*Task directions*. All lines in the records below with the word "soil" must be returned.

*Data*.

□ □ □ □ □

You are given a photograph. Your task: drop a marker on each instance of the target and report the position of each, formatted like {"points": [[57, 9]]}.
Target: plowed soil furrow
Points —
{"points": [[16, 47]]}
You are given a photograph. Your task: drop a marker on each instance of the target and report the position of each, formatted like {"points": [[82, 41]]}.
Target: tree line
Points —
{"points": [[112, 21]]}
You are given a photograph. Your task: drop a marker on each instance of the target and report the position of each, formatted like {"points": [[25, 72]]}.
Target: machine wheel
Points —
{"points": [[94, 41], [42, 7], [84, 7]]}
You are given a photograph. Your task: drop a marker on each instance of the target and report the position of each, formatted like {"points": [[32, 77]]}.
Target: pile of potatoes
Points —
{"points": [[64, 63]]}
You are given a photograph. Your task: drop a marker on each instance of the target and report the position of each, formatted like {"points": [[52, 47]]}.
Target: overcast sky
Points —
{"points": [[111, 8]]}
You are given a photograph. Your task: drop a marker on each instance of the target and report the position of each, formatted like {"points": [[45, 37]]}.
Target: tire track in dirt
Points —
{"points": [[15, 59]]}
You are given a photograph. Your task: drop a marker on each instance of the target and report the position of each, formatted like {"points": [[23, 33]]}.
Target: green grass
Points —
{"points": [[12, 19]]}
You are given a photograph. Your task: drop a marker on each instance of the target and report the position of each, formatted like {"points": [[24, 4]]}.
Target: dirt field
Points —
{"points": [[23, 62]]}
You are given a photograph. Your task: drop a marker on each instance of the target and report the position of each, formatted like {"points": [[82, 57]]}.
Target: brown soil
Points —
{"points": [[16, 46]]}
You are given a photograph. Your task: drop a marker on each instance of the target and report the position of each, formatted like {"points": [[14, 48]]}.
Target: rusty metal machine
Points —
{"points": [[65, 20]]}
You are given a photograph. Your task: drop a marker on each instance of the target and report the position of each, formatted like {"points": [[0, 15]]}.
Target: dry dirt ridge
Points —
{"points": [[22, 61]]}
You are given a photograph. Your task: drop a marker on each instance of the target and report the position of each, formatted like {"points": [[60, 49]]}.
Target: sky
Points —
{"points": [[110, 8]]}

□ □ □ □ □

*Result for this exercise*.
Target: plowed soil furrow
Target: brown soil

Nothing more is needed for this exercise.